WHAT TO DO :: Every line of the material below should be repeated exactly.

------------------------------------------------

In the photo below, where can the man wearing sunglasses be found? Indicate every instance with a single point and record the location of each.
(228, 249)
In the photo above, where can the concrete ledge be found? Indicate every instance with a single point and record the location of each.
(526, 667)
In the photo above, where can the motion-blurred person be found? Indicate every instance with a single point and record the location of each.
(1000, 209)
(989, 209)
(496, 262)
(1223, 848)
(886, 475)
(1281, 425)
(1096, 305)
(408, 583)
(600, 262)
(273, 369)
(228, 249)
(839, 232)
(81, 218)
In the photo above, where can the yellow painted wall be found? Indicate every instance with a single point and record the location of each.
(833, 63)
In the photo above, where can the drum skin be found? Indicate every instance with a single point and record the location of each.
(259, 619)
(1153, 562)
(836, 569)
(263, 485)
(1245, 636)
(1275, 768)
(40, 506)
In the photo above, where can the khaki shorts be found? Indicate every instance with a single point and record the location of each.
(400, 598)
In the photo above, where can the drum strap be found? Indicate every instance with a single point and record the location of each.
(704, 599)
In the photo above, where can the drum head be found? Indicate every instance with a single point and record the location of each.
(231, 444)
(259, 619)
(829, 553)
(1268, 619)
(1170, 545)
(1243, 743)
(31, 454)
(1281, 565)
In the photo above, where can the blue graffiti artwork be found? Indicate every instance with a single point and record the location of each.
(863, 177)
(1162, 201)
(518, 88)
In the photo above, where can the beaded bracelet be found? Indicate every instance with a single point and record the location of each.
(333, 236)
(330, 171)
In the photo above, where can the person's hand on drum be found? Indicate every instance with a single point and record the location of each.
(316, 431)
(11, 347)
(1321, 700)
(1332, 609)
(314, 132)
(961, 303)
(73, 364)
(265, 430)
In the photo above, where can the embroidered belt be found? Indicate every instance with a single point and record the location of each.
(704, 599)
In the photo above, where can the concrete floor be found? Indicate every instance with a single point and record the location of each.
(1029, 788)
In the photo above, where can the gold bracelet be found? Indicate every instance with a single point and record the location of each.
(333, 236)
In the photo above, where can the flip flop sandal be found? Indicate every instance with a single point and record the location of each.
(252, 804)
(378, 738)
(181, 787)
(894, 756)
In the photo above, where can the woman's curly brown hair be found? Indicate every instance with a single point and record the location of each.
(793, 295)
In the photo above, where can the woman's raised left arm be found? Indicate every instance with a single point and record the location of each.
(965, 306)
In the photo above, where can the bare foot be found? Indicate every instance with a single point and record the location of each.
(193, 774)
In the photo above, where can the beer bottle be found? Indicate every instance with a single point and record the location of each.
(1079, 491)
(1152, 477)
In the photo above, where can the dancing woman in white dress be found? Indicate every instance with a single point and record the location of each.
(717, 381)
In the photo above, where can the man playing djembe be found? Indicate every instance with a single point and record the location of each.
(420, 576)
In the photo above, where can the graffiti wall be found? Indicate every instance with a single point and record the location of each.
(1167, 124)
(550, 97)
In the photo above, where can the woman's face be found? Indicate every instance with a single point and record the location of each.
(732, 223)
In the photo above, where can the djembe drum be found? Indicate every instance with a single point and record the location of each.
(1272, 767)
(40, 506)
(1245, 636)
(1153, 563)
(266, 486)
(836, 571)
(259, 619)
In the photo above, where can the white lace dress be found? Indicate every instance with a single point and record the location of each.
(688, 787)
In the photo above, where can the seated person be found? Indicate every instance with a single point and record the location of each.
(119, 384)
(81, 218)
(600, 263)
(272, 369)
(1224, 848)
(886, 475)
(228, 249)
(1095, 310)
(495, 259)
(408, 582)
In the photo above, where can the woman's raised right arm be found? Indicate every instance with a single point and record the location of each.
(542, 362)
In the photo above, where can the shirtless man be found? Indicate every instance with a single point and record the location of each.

------------------------------------------------

EXPECTED ANSWER ::
In the photo below, where can the man wearing sunglasses be found? Indicate every instance with a single point and record the location of each.
(228, 249)
In the photo above, where can the concrete ledge be found? Indicate every instance with a single point and record the location of each.
(526, 667)
In the photo above, where can the motion-blurred person be found? Indicate every instance with a single point and record the location of each.
(1000, 209)
(989, 209)
(496, 262)
(1223, 848)
(886, 475)
(1281, 425)
(1096, 305)
(408, 583)
(600, 262)
(273, 369)
(228, 249)
(839, 232)
(81, 218)
In the photo above, where can the yellow painted wall be found? Indicate every instance with a single point and record the location of each.
(833, 63)
In the photo above, where can the drum skin be found? Indicate every instance with a single point and record the location of each.
(259, 619)
(1153, 562)
(836, 569)
(263, 485)
(1245, 636)
(1275, 768)
(40, 506)
In the photo above, where can the khaki shorts be found? Indicate every instance with a single point and record the location of each.
(400, 598)
In the photo above, where can the drum strap be found? Indicate every instance with a single point and record the location of each.
(704, 599)
In the photo above, where can the drum head be found? Indicate every instance with a single point and record the location of each.
(231, 444)
(259, 619)
(829, 553)
(1268, 619)
(1170, 545)
(1243, 743)
(31, 454)
(1281, 565)
In the photo above, where can the blue graffiti artwork be found? Indicate every instance with a single point and record the location of each.
(863, 177)
(1162, 201)
(518, 88)
In the photo above, where can the beaded bracelet be found? Indicate every instance with a single point and record the location of each.
(333, 236)
(330, 171)
In the photo above, where can the person's hand on drum be found? Indicate every instance with a single point and record the location of each.
(316, 431)
(11, 347)
(1321, 700)
(1332, 609)
(314, 132)
(961, 303)
(73, 364)
(265, 430)
In the photo above, where can the embroidered belt be found? Indicate every instance with a single point and record the location of each.
(704, 599)
In the photo above, where can the concrete floor be found? Indicate every instance with a single point and record the location of each.
(1029, 788)
In the photo above, where can the gold bracelet be found? Indicate every instance with a single point and record the location of each.
(333, 236)
In the photo above, where can the flip flop sandal be found? Indicate every instance with a single point and record the location of each.
(252, 804)
(378, 738)
(181, 787)
(894, 756)
In the photo above, where can the woman's curly brown hair be found? Indicate every instance with a single point and record the location of each.
(793, 295)
In the photo above, where can the woman's raised left arm be found? Indicate every instance with a single point and record the location of each.
(965, 306)
In the photo above, where can the bare foot be found? Indicate every instance with a single point and record the location of each.
(193, 774)
In the photo above, where can the beer bottle be found? Indicate every instance with a single point and record the location of each.
(1079, 491)
(1152, 477)
In the photo above, where can the dancing woman in white dress be found? Indicate every instance with a single point and record the location of each.
(717, 381)
In the photo above, where can the man playing djembe be found? Indicate every instance with a single point and record the location of each.
(420, 576)
In the photo above, where can the graffiti wall be found? Indicate every instance with a single point and record the location of each.
(1167, 124)
(550, 97)
In the photo above, where can the woman's face be found? Indicate every instance with a single point and record the location of each.
(732, 223)
In the photo above, where can the djembe drum be found? Indicate every instance with a single point and record the location of each.
(1272, 767)
(40, 506)
(1245, 636)
(1153, 563)
(266, 486)
(836, 571)
(259, 619)
In the photo above, where can the white lace dress be found? Indicate every instance with a single point and record the location of each.
(688, 787)
In the photo above, where can the seated person be found? Indicate every instance with a single point and record the location of each.
(119, 384)
(81, 218)
(600, 263)
(272, 369)
(1224, 848)
(886, 475)
(228, 249)
(1095, 310)
(495, 259)
(408, 582)
In the photo above, where can the woman's raised right arm be found? Indicate every instance with a single point and record the location of each.
(542, 362)
In the photo above, where can the shirtless man be found? Indicate every instance with a single point and record the location of each.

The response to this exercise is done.